## Instruções da tarefa
Como fica em inglês a frase “Quando se levantou para se despedir, agradeci a ela por compartilhar sua vida conosco.”, do texto sobre a entrevista com Patti?

## Texto fornecido
━━━━━━━━━━

A entrevistadora perguntou o que Patti recomendaria que as pessoas lessem. “Recomendo simplesmente que leiam. Leia aquilo que te fisga.” e acabei me lembrando que na adolescência eu não tinha o habito da leitura, acho que simplesmente porque o que me foi apresentado até então não teve o poder de fisgar, depois que descobri do que gostava, não parei mais. Mas o maior exemplo que ficou para mim foi a forma sutil com que discordou da entrevistadora sobre um comentário: “Eu detesto discordar, porque eu realmente gosto muito de você, desculpe, mas...” e daí colocou sua opinião, mesmo que contrária, da forma mais delicada possível, apresentando suas justificativas. Num tempo de intolerância em que as pessoas andam tão cheias de certezas, a arrogância delas não permite ver que uma opinião contrária não é uma afronta, apenas uma maneira diferente de ver alguma coisa e que não custa procurar entender a razão que a leva a ter uma visão diferente. Mas algo surpreendente estava por acontecer. Para o encerramento, ela lia um trecho do livro em que perguntava o que seria dos refugiados, uma vez que os governantes de várias partes do mundo estão se tornando cada vez menos receptivos a estas pessoas, “quem irá estender as mãos para estas pessoas necessitadas?” Ela falava das famílias desesperadas, da mãe que carrega seu filho nos braços, da criança que chora... E neste exato momento uma criança de colo começou a chorar no teatro e Patti se vira, com olhar assustado, faz uma pausa e com a voz embargada pela emoção disse que isso deveria significar algo, não podia ser apenas um acaso. Quando se levantou para se despedir, agradeci a ela por compartilhar sua vida conosco. Apesar de ela ter olhado na minha direção, não tenho certeza se ouviu bem o que disse. Um amigo fotografo que cobria o evento me deu a dica sobre o hotel em estava hospedada, onde eu provavelmente teria acesso a ela, mas acabei não indo. Bobão!

━━━━━━━━━━

## Dados extraídos
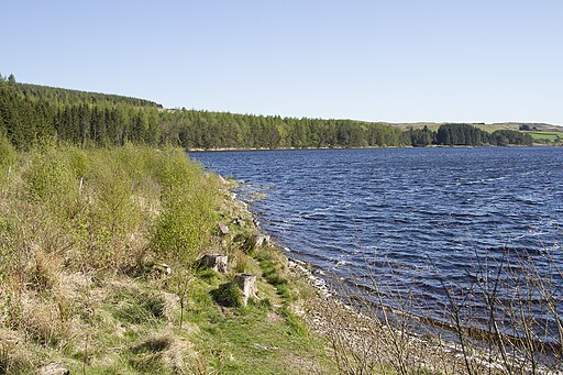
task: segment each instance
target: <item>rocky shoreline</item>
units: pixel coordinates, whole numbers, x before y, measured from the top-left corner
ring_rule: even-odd
[[[239,200],[232,187],[230,191],[240,216],[251,218],[258,230],[260,222],[249,205]],[[412,368],[455,374],[474,371],[488,374],[507,372],[501,354],[487,350],[485,345],[481,349],[464,348],[460,342],[445,340],[441,335],[429,337],[415,333],[407,327],[395,327],[390,321],[382,321],[374,311],[364,313],[362,306],[357,308],[353,302],[346,302],[346,296],[339,296],[327,279],[311,271],[311,265],[291,257],[290,249],[272,241],[264,231],[258,233],[261,245],[267,243],[283,254],[294,280],[313,290],[312,298],[309,295],[306,300],[299,300],[294,310],[307,322],[311,333],[324,337],[331,342],[336,362],[343,366],[341,371],[356,373],[378,368],[386,372],[385,368],[391,367],[399,373],[410,372]],[[411,318],[417,320],[416,317]],[[351,361],[351,357],[354,360]],[[344,359],[346,361],[342,362]],[[514,361],[522,363],[522,368],[531,371],[523,364],[525,359]],[[552,372],[545,366],[538,366],[536,373]]]

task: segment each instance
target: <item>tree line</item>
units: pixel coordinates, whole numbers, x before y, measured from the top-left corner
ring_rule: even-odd
[[[483,145],[531,145],[533,139],[515,130],[496,130],[488,133],[476,126],[465,123],[442,124],[438,131],[410,129],[410,141],[413,146],[444,145],[444,146],[483,146]]]
[[[46,136],[82,145],[187,150],[531,144],[519,132],[489,134],[467,124],[405,132],[354,120],[165,110],[144,99],[19,84],[13,75],[0,75],[0,134],[20,150]]]

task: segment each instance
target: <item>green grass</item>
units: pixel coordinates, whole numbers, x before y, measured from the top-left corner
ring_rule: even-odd
[[[184,151],[16,153],[0,137],[0,373],[335,372],[294,312],[285,257]],[[218,221],[243,217],[221,244]],[[230,256],[228,275],[196,267],[209,252]],[[245,307],[236,272],[258,276]]]

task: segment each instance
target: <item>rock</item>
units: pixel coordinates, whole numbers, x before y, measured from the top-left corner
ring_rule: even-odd
[[[221,234],[223,234],[223,235],[229,234],[229,227],[227,227],[222,222],[219,223],[219,230],[221,231]]]
[[[246,222],[241,218],[234,218],[232,221],[233,224],[239,225],[241,228],[246,227]]]
[[[236,274],[234,277],[236,285],[242,290],[243,304],[249,302],[249,298],[256,296],[256,276],[252,274]]]
[[[40,368],[38,375],[68,375],[70,372],[60,363],[51,363]]]
[[[256,236],[256,246],[262,247],[262,246],[269,245],[269,243],[271,243],[269,235],[260,234],[258,236]]]
[[[229,256],[221,254],[207,254],[201,258],[201,263],[221,274],[227,274],[229,268]]]

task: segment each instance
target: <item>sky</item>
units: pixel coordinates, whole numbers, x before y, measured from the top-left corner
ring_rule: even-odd
[[[166,108],[563,125],[560,0],[1,0],[0,73]]]

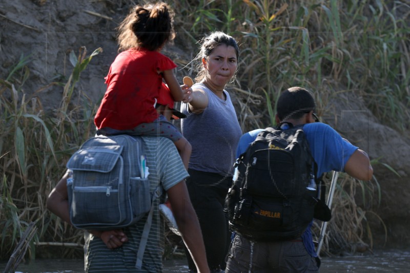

━━━━━━━━━━

## Tarefa concluída
When she stood up to say goodbye, I thanked her for sharing her life with us.